Texto extraído
********

Investidores não são fundos
A partir de amanhã, quinta-feira, dia 4 de junho de 2015, passará a tentar vender-se a ideia de que para financiar a chegada de Jesus, o Sporting corre o risco de perder a maioria da SAD. Pura especulação, tendo em conta que, neste momento, a Holdimo é detentora de cerca de 30% dessa mesma SAD e, mais importante ainda, tendo em conta a promessa feita de que, pelo menos enquanto esta direcção estivesse à frente do Sporting, essa maioria nunca cairia nas mãos de terceiros. Tendo eu votado nesta direcção, obviamente que acredito que a promessa será cumprida.
A propósito de promessas, não deixa de ser irónico que esta aparição tão forte da Holdimo, investidores e não um fundo, recorde-se, recupere uma das promessas eleitorais que ainda era cobrada: a existência de investidores prontos a injectar dinheiro.

********

Linhas do conjunto de dados de apontamento de objetos:
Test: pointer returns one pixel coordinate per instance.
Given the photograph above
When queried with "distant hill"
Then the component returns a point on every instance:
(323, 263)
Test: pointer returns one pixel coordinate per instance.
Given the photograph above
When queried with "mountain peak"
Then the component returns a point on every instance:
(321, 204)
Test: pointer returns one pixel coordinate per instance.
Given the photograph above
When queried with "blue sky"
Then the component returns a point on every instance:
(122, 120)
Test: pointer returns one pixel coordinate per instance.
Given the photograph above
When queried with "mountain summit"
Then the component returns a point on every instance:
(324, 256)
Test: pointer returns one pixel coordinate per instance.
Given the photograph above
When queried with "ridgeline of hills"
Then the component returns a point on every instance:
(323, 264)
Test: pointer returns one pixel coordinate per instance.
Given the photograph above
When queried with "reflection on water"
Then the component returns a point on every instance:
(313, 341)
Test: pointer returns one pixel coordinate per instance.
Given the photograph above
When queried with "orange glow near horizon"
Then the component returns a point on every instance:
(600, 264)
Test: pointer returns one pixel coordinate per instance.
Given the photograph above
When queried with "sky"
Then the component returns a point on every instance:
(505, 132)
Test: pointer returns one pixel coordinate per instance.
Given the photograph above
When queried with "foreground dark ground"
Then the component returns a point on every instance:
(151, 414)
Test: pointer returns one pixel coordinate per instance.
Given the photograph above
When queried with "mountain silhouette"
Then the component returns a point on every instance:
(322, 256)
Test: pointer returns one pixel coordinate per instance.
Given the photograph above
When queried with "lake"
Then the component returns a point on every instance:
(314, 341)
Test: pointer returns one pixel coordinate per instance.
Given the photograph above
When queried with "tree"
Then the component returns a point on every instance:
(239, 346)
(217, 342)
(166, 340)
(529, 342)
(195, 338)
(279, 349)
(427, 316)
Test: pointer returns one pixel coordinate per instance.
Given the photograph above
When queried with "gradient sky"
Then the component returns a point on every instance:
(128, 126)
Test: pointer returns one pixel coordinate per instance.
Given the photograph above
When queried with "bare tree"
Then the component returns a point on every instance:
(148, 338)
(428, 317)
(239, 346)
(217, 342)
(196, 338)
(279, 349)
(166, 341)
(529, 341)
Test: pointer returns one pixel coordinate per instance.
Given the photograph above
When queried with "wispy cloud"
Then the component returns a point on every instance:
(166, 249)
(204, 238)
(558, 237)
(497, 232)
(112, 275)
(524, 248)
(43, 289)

********

Tarefa pedida 1
Traduza para inglês a frase "Tendo eu votado nesta direcção, obviamente que acredito que a promessa será cumprida.", do texto sobre o Sporting e a Holdimo.
Tarefa pedida 2
Segundo o texto sobre o Sporting e a Holdimo, que parte da SAD detém atualmente a Holdimo?
Tarefa pedida 3
Escreva a continuação do texto sobre o Sporting e a Holdimo, começando logo após a última frase apresentada.

Resposta 1
Having voted for this board, I obviously believe that the promise will be kept.

Resposta 2
Cerca de 30% da SAD.

Resposta 3
O desafio
No meio de tudo isto, o lado bonito da história: Jorge Jesus é aquele gajo que até já apareceu numa foto, em plena bancada do Jamor, a torcer pelo Sporting. Não vou fingir que não continuo a olhar para ele como um Sportinguista que parece talhado para incorporar o espírito lampião, mas não deixa de ser curioso que o treinador esteja prestes a aceitar /tenha aceitado o desafio de vir para Alvalade ganhando menos do que ganhava na luz, só disparando para esses valores no caso de conduzir o Sporting às vitórias. Fala-se em desejo antigo, fala-se no pai, fala-se em muita coisa. É um enorme desafio desportivo e pessoal.

O que não faz sentido
Ameaças de deixar de pagar quotas, ameaças de devolver cartão de sócio, ameaças disto e daquilo. Peço-vos, sinceramente, que não se esqueçam que o Sporting não é um presidente nem é um treinador. Somos nós. Se já não fazia sentido virar as costas ao clube quando estávamos no buraco, menos sentido faz numa altura em que a recuperação salta à vista (fair play financeiro praticamente conseguido, regresso às conquistas no futebol, crescimento claro nas modalidades, entre vários outros pormenores). Digam o que vos vai na alma, opinem, deixem críticas construtivas, mas calma lá com os exageros.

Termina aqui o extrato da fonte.